### Task statement
Extract the lines of the listing starting at the line that contains "Mark the striped" and ending at the line that contains "point(231, 94)", and reproduce them without any change.

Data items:
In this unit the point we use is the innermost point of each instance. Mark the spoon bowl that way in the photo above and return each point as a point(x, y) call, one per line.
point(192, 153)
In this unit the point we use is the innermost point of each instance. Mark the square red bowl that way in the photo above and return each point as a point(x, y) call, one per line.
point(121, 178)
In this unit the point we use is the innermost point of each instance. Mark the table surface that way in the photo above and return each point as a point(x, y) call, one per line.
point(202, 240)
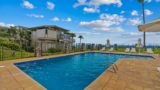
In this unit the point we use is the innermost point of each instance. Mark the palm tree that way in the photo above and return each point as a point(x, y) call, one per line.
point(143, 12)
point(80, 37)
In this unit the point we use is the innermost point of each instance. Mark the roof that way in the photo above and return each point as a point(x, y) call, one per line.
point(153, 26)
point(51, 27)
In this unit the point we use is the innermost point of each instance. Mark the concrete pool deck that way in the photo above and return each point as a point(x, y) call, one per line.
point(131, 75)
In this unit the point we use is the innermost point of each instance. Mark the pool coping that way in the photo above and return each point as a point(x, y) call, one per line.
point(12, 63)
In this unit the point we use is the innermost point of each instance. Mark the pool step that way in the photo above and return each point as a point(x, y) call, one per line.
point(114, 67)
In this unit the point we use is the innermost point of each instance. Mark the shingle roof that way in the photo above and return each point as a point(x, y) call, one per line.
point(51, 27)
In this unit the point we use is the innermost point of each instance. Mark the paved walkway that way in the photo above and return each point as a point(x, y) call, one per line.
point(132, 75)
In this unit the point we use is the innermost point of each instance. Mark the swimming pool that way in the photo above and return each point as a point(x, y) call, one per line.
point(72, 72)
---
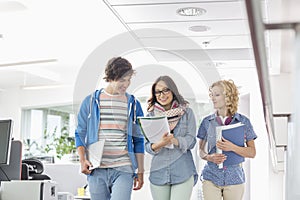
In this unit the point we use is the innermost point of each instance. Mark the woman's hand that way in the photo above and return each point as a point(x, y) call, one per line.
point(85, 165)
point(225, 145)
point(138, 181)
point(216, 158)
---
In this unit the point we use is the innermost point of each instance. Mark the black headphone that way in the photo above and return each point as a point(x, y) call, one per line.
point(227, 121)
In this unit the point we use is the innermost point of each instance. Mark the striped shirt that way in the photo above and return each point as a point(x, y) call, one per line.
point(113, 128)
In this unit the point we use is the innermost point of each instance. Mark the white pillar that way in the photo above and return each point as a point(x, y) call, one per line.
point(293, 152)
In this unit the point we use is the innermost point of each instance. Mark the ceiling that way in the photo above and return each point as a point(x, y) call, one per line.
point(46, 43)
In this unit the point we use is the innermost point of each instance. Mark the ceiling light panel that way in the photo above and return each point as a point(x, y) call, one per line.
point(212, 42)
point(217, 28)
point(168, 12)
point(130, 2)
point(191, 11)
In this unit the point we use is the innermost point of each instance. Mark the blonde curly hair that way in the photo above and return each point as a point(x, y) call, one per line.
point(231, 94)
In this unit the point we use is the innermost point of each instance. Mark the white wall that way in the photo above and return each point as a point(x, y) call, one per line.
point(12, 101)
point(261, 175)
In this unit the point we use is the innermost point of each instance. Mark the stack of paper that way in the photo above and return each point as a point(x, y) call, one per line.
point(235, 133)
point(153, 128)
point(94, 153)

### Full solution
In this unit the point we use is the innermost point of each instance. Mark the striped shirt that way in the photo above and return each point as a point(x, y) call, one per line.
point(113, 128)
In this unit the point we use is the innermost point of each instance. Mark the white pillar that way in the photo above and return each point as a point(x, y) call, one per line.
point(293, 152)
In this unit the point we use is the innermost point of each instance. Mark the ceiling that way in the photo above and return each point as a point(x, y) call, one per line.
point(46, 43)
In this unit the point we use is the innermost point of each instance. Mark the ceiling light panel that way in the photo above and return each point as a point(x, y) call, one per line.
point(212, 42)
point(217, 28)
point(168, 12)
point(130, 2)
point(191, 11)
In this unit the point we use is the innermost point of each instance. Mark the blonde curly hair that way in the photo above and return each point as a point(x, y) call, one per line.
point(231, 94)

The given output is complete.